◆ **ABOUT THIS EXERCISE**
Copy every line of the records below where the word "instance" occurs.

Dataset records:
/---

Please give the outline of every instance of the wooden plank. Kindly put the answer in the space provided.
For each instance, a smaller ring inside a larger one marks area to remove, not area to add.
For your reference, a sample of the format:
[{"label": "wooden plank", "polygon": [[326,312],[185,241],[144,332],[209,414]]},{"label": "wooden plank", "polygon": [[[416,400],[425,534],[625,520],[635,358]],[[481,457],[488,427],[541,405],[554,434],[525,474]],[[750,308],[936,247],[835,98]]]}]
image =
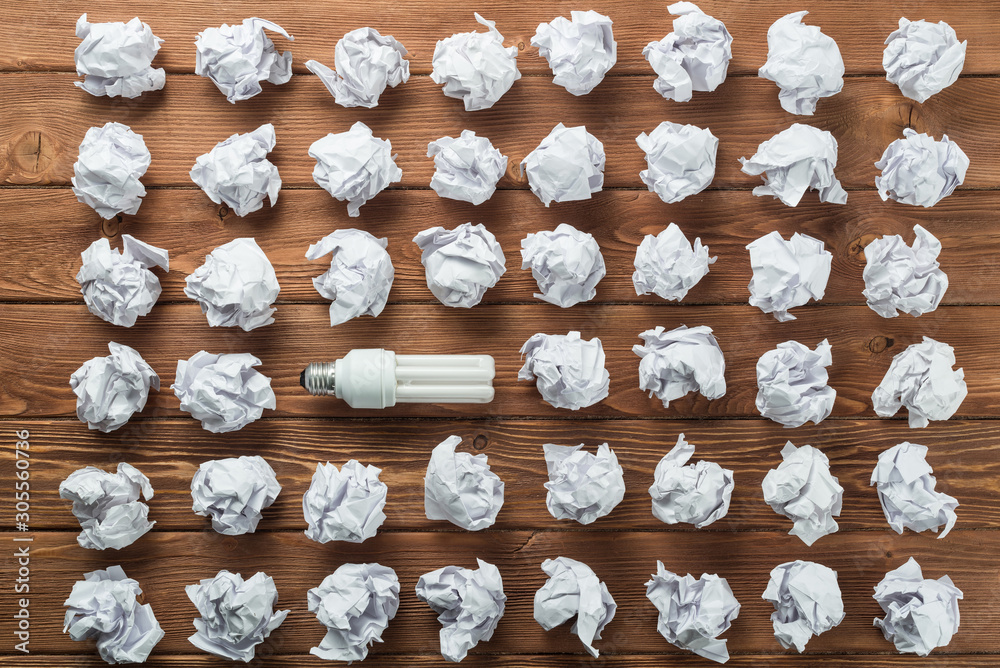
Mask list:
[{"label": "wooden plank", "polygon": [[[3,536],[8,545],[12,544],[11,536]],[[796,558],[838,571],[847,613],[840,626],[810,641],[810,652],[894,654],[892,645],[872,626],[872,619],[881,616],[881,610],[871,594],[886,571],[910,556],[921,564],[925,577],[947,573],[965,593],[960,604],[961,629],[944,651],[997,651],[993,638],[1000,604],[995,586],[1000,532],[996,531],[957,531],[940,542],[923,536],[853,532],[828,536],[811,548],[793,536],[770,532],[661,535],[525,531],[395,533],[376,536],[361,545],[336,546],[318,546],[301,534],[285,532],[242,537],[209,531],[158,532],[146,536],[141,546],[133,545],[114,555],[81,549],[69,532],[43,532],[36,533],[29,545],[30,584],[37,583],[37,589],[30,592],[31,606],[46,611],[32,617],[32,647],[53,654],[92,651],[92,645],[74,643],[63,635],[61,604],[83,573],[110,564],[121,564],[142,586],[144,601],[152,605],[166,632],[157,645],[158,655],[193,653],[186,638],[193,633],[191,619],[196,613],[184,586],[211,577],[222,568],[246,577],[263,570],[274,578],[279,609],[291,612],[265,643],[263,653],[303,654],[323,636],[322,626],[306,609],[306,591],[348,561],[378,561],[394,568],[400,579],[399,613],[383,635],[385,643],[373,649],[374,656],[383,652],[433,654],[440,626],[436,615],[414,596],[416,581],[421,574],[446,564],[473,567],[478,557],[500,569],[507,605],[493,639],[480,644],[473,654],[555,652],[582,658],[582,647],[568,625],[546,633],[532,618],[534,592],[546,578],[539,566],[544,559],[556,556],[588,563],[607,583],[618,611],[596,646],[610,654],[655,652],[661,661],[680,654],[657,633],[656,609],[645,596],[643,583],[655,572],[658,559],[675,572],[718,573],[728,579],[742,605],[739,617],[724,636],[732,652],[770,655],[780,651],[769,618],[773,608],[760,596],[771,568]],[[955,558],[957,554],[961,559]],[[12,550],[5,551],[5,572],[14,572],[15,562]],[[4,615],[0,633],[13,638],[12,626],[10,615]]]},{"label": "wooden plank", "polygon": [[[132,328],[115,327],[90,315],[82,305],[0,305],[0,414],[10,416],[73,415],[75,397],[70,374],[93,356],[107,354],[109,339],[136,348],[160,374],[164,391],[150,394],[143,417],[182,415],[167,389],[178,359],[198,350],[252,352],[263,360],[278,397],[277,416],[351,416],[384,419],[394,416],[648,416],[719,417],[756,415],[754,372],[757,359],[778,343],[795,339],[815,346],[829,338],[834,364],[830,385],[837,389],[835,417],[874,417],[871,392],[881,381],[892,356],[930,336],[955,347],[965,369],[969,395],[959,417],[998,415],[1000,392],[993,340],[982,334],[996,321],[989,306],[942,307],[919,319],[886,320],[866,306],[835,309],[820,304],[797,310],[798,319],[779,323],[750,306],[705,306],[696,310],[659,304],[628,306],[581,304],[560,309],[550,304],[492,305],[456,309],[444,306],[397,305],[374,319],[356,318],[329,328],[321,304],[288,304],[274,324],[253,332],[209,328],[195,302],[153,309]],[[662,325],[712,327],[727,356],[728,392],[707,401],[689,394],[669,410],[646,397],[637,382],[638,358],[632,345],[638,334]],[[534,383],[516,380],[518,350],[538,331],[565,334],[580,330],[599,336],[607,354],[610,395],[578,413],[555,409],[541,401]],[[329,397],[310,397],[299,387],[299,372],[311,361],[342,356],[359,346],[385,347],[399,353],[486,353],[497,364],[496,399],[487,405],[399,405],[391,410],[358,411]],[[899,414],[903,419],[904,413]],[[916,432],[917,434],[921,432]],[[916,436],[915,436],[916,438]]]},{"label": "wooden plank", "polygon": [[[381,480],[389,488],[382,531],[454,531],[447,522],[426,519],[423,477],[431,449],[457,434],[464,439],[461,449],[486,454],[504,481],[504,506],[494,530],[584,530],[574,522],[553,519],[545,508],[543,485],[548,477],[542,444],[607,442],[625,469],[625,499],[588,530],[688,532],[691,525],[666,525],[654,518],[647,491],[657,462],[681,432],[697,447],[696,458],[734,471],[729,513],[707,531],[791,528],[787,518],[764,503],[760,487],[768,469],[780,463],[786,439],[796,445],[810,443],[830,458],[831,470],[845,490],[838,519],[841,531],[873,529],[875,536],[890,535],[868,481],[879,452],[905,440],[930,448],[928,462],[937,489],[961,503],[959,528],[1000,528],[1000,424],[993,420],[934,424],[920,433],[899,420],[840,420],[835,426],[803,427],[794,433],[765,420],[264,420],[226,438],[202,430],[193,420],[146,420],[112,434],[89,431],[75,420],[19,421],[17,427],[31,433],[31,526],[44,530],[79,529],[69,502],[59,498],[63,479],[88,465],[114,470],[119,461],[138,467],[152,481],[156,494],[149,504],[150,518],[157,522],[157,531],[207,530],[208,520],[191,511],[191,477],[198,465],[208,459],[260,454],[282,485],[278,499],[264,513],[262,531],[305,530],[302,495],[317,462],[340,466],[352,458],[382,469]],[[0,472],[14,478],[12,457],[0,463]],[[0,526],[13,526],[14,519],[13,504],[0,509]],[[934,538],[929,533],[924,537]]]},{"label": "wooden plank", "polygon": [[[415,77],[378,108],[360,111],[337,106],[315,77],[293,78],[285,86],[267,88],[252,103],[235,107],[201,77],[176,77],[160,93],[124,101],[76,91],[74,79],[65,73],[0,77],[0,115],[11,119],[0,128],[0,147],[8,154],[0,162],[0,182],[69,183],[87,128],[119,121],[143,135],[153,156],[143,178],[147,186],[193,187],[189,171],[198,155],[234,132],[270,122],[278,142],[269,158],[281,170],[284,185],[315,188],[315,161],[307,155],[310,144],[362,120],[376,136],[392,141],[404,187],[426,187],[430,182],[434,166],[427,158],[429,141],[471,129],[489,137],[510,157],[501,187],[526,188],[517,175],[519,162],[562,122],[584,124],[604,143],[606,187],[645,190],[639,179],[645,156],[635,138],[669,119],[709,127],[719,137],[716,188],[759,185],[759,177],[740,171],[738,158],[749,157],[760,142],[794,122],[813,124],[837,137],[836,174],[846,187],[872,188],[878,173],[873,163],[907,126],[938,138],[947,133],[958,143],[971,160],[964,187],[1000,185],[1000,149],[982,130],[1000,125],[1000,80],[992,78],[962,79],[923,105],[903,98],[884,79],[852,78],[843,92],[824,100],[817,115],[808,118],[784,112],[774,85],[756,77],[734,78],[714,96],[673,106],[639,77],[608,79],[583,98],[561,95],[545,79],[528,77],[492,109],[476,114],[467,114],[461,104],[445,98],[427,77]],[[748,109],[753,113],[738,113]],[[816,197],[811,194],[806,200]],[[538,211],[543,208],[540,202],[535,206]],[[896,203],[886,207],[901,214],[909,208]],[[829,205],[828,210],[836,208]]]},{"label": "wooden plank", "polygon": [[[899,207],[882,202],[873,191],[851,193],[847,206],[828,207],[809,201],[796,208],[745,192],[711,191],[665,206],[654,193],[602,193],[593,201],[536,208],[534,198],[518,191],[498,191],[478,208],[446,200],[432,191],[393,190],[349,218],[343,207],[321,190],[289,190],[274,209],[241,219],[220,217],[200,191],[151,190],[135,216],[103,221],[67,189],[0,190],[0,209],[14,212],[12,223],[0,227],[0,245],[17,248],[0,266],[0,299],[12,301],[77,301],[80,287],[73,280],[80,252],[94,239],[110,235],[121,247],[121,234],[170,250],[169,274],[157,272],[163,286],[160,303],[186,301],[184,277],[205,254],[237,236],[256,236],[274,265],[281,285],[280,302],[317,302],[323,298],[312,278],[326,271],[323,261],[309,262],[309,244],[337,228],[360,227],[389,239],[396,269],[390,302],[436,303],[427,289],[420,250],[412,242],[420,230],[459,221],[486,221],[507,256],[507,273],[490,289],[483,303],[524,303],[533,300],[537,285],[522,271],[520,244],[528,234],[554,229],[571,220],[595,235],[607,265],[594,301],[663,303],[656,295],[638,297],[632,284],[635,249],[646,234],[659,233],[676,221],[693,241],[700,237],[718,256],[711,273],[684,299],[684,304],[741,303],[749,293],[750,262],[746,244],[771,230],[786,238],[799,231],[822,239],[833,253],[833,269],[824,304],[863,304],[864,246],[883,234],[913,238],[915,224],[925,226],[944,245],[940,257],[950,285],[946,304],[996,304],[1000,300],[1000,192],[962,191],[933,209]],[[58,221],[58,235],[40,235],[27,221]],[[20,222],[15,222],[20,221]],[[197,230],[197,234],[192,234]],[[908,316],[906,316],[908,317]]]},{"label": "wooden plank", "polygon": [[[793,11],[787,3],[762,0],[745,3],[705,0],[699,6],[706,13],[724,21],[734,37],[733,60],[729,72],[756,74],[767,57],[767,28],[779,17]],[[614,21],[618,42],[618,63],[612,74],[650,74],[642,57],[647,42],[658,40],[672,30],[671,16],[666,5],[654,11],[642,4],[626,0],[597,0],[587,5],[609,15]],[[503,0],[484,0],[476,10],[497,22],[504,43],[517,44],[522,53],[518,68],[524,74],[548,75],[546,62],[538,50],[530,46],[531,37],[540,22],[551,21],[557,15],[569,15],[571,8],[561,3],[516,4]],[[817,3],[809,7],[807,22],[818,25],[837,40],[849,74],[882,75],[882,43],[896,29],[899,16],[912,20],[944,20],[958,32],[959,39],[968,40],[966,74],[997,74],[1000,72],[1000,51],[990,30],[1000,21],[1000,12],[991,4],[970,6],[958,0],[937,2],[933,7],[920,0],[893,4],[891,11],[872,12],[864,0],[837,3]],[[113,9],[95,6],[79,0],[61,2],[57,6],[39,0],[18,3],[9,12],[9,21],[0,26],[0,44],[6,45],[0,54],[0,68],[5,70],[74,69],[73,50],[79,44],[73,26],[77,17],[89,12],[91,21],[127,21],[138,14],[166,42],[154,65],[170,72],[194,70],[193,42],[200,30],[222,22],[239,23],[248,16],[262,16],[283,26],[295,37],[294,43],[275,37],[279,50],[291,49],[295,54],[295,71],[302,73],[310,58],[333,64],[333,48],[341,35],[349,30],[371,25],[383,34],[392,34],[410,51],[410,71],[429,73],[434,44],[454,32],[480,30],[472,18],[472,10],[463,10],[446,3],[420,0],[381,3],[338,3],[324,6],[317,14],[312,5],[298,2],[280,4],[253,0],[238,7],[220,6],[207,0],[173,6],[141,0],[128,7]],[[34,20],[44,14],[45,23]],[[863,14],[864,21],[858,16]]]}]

\---

◆ **ANSWER FOR THIS EXERCISE**
Please give the outline of every instance of the wooden plank. Kindly put the answer in the space provided.
For each instance, a smaller ring inside a larger one marks area to remove, not area to add.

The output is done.